## Task statement
What is needed is an exact copy of all the entries below.

## Available records
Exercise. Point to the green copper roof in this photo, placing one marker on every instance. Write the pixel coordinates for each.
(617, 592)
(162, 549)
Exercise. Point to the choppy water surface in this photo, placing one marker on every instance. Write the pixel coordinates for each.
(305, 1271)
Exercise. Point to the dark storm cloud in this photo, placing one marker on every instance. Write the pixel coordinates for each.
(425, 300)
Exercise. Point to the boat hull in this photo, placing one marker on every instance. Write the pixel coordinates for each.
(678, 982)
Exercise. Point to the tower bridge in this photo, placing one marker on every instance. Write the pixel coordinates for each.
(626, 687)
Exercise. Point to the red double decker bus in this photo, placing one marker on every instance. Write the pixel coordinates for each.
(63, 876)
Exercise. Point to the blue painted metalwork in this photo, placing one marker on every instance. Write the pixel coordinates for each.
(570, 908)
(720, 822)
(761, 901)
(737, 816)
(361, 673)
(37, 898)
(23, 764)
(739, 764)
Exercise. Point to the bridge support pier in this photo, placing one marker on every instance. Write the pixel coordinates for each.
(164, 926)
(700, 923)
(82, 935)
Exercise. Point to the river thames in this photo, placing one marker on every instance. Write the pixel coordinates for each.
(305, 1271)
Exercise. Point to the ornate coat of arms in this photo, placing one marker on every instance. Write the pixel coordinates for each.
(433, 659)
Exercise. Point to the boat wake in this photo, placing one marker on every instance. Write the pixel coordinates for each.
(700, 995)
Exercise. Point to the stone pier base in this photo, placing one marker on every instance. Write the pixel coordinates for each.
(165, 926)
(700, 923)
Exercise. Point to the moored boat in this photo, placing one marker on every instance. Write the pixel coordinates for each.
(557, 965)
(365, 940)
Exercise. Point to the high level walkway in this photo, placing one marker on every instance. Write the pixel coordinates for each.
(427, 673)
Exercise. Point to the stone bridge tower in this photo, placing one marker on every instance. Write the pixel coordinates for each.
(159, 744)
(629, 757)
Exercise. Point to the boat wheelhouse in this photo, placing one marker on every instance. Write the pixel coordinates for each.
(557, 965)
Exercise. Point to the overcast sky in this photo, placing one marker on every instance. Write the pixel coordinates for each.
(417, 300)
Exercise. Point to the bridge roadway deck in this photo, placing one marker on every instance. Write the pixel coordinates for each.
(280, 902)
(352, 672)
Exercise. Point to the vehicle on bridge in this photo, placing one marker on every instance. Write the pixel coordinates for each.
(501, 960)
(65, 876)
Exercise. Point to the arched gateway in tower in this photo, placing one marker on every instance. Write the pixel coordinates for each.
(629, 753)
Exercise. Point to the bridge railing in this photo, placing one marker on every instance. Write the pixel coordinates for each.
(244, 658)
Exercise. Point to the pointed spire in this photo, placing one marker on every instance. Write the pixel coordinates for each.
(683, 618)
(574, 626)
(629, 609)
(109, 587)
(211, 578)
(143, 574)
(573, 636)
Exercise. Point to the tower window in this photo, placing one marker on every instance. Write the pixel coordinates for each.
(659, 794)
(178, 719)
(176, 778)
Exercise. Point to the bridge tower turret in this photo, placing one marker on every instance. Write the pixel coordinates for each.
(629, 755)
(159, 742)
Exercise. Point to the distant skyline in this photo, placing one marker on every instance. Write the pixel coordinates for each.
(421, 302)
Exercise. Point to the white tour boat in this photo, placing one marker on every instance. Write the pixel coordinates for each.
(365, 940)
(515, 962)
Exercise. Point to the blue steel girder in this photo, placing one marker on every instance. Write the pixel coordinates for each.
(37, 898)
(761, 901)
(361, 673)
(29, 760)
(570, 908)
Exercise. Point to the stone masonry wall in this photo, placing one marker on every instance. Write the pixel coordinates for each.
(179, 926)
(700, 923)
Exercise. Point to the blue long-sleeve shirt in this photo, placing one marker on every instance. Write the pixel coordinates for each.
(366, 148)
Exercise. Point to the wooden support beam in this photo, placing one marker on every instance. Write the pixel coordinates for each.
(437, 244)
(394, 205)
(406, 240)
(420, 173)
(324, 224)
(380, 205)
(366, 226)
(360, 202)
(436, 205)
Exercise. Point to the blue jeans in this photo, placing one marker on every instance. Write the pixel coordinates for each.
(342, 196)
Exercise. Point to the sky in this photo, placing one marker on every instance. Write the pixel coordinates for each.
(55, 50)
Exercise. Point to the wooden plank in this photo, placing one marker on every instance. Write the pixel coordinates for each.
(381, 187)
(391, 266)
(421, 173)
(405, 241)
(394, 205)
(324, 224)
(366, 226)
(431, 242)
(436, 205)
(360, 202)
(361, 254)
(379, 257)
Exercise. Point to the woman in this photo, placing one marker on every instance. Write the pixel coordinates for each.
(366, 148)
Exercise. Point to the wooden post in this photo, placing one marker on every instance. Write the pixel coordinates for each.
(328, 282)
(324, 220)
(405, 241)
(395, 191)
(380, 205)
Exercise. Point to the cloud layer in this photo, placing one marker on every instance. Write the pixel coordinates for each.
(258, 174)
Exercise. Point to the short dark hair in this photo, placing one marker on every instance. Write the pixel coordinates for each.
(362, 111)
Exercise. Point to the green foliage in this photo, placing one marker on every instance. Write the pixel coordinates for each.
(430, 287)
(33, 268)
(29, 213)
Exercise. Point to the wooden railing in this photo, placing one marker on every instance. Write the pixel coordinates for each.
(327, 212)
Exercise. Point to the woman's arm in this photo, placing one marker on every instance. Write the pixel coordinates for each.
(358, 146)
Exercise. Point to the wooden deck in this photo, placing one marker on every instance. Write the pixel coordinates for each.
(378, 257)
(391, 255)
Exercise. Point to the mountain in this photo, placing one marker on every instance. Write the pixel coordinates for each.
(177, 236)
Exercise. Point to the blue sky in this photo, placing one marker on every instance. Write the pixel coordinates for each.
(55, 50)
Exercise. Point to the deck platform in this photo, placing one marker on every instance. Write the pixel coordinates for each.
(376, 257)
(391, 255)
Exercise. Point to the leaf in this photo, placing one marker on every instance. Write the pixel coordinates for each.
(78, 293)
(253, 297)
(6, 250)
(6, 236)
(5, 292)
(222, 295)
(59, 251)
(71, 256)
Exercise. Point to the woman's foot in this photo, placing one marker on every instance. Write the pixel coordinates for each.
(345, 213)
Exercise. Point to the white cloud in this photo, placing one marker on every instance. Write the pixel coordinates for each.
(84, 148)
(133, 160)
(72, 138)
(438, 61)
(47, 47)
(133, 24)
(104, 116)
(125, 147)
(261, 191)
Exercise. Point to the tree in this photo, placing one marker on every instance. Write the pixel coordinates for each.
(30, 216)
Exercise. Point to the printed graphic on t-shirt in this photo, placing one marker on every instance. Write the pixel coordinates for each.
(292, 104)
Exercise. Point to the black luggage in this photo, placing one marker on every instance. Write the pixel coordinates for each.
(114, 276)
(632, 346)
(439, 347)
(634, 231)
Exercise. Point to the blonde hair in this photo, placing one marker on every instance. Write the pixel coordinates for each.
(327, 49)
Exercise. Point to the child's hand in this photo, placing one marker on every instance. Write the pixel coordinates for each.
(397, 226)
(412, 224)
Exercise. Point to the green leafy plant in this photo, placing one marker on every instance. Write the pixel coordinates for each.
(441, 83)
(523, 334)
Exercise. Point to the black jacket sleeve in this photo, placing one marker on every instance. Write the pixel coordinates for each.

## Problem solution
Exercise. Point to the green copper roof in this photo, placing one marker on every instance. Write the pixel coordinates for each.
(617, 592)
(162, 549)
Exercise. Point to the choppy water surface in this photo, placing one marker on every instance. Write the pixel coordinates for each.
(305, 1271)
Exercise. Point to the dark storm cloud in this photo, placing one marker on every instance. Write the pixel coordinates for each.
(425, 300)
Exercise. Point to the boat hull in this photo, placing one marker on every instance. Write the pixel coordinates for each.
(678, 982)
Exercise. Point to the tower bridge in this photo, placing one marker on every instance. Write the pixel coordinates for each.
(626, 687)
Exercise. Point to the red double decker bus in this photo, placing one marker on every instance. Write the pixel coordinates for each.
(63, 876)
Exercise. Point to the blue painted metalwork in this photo, placing one marker on every instance. Write the pixel coordinates for each.
(570, 908)
(720, 822)
(761, 901)
(737, 816)
(361, 673)
(37, 898)
(23, 764)
(739, 764)
Exercise. Point to the bridge support pier in this photo, placing one marker on every instance. Write the pixel coordinates for each.
(164, 926)
(700, 923)
(82, 935)
Exercise. Point to the river thames in this photo, placing one marker on every instance. Write the pixel coordinates for each.
(305, 1271)
Exercise. Point to the ornate coat of arms in this photo, placing one marker on every instance. Write the pixel coordinates for each.
(433, 659)
Exercise. Point to the boat wake in this photo, placing one marker on every instance. Write the pixel coordinates for each.
(700, 995)
Exercise. Point to the stone pier base in this photo, placing one marker on every instance. Write the pixel coordinates for each.
(165, 926)
(700, 923)
Exercise. Point to the moored boat in this photo, placing one marker on every instance. Write the pixel coordinates for each.
(557, 965)
(365, 940)
Exercise. Point to the high level walkway in this photo, placing one marker on every instance. Write the pixel coordinates for each.
(427, 673)
Exercise. Point to the stone bridge tower in this photo, placing one marker on every instance. Write the pixel coordinates for each.
(159, 744)
(629, 757)
Exercise. Point to the boat wheelhouse in this photo, placing one marker on every instance. Write the pixel coordinates for each.
(557, 965)
Exercise. Point to the overcast sky in this photo, placing one marker on every instance. Write the pixel coordinates for each.
(417, 300)
Exercise. Point to the bridge roadway deck in this photo, placing one marker on every instance. Write the pixel coordinates for each.
(280, 902)
(352, 672)
Exercise. Point to the vehicle on bridge in this photo, placing one marker on every instance. Write the pixel coordinates for each.
(501, 960)
(65, 876)
Exercise. Point to the arched gateway in tower in this photo, placing one marker on every instance. Write the pixel coordinates for each.
(629, 753)
Exercise. Point to the bridge railing in this photo, placing one marker on every instance. Write the pixel coordinates for each.
(244, 658)
Exercise. Point to the pointed spire in this photo, placing one marker on every instance. Write the pixel coordinates for each.
(683, 618)
(574, 626)
(629, 609)
(109, 587)
(211, 578)
(143, 574)
(573, 636)
Exercise. Point to the tower window in this photo, placing one marker on every instance. Write the pixel coordinates for each.
(659, 794)
(178, 719)
(176, 778)
Exercise. Point to the bridge tower turret in this photo, placing one marker on every instance. Write the pixel coordinates for each.
(629, 755)
(159, 742)
Exercise. Point to the distant skyline in this photo, placing one marker on every instance. Write the pixel coordinates for each.
(421, 302)
Exercise. Point to the white tour boat in this photo, placing one marker on every instance. Write the pixel coordinates for each.
(365, 940)
(515, 962)
Exercise. Point to the blue steel girder in this photo, placing one marker on every instance. Write the pixel coordinates for each.
(37, 898)
(761, 901)
(361, 673)
(29, 760)
(570, 908)
Exercise. Point to the stone masonry wall in this photo, placing one marker on every instance. Write the pixel coordinates for each.
(179, 926)
(700, 923)
Exercise. Point to the blue long-sleeve shirt in this photo, placing one marker on every instance. Write the pixel coordinates for each.
(366, 148)
Exercise. Point to the wooden support beam in this photo, placing one marker on every instance. Write the pixel coordinates for each.
(437, 244)
(394, 205)
(406, 240)
(420, 173)
(324, 224)
(380, 205)
(366, 226)
(360, 202)
(436, 205)
Exercise. Point to the blue jeans in this photo, placing one marker on every instance. Write the pixel coordinates for each.
(342, 196)
Exercise. Point to the sky in this photo, placing one marker on every instance. Write the pixel coordinates for each.
(55, 50)
Exercise. Point to the wooden plank in this photo, placing one marker on every instance. Write the pixel coordinates for each.
(381, 187)
(391, 266)
(421, 173)
(405, 241)
(394, 205)
(324, 224)
(366, 226)
(431, 242)
(436, 205)
(360, 202)
(361, 254)
(379, 257)
Exercise. Point to the woman in this photo, placing one marker on every instance. Write the pixel coordinates for each.
(366, 148)
Exercise. Point to the wooden post in this photo, placing one marker on every instance. Write the pixel coordinates for each.
(328, 282)
(324, 220)
(405, 241)
(395, 191)
(380, 205)
Exercise. Point to the cloud layer in this photo, placing one marker on every instance. Write the pixel coordinates for each.
(258, 174)
Exercise. Point to the short dark hair in this photo, placing one marker on every instance. Write the pixel coordinates for each.
(362, 111)
Exercise. Point to the green foliage in this photo, placing one marker on every instance. Write the pixel coordinates for each.
(430, 287)
(33, 268)
(29, 213)
Exercise. Point to the wooden railing in this photo, placing one marker on every instance. Write the pixel coordinates for each.
(327, 212)
Exercise. Point to the woman's arm in this photo, placing one marker on every instance. Write the pixel coordinates for each.
(358, 146)
Exercise. Point to the wooden deck in this photo, placing one marker on every instance. Write the pixel coordinates for each.
(378, 257)
(391, 255)
Exercise. Point to the mountain in this photo, placing one marker on every instance. Write the pixel coordinates for each.
(177, 236)
Exercise. Point to the blue sky in this photo, placing one marker on every instance. Write the pixel coordinates for each.
(55, 50)
Exercise. Point to the deck platform in this photo, placing one marker on every instance. Write the pixel coordinates for each.
(376, 257)
(391, 255)
Exercise. Point to the leaf in this photo, placing one marker on every instance. Write the pixel coordinates for each.
(78, 293)
(253, 297)
(6, 250)
(6, 236)
(5, 292)
(222, 295)
(59, 251)
(71, 256)
Exercise. Point to the woman's foot in this photo, placing one marker on every instance. Write the pixel coordinates for each.
(345, 213)
Exercise. Point to the white cloud in this photo, placing one marker on every instance. Write the pixel coordinates for each.
(84, 148)
(133, 160)
(72, 138)
(438, 61)
(47, 47)
(133, 24)
(104, 116)
(125, 147)
(261, 191)
Exercise. Point to the tree in this photo, placing one marker on every instance. Write the pixel coordinates for each.
(30, 216)
Exercise. Point to the printed graphic on t-shirt in this photo, placing one marker on every instance. Write the pixel coordinates for each.
(292, 104)
Exercise. Point to the black luggage in this photo, placing one marker on every instance. Write the pixel coordinates for each.
(114, 276)
(632, 346)
(439, 347)
(634, 231)
Exercise. Point to the blonde hair in this photo, placing one marker on every instance. Write the pixel coordinates for each.
(327, 49)
Exercise. Point to the child's hand in this photo, placing one marker on every instance. Write the pixel coordinates for each.
(397, 226)
(412, 224)
Exercise. Point to the green leafy plant in this photo, placing one marker on every instance. Write the pixel coordinates for each.
(441, 83)
(523, 334)
Exercise. Point to the black jacket sleeve in this photo, placing one marker on every instance. Write the pixel coordinates for each.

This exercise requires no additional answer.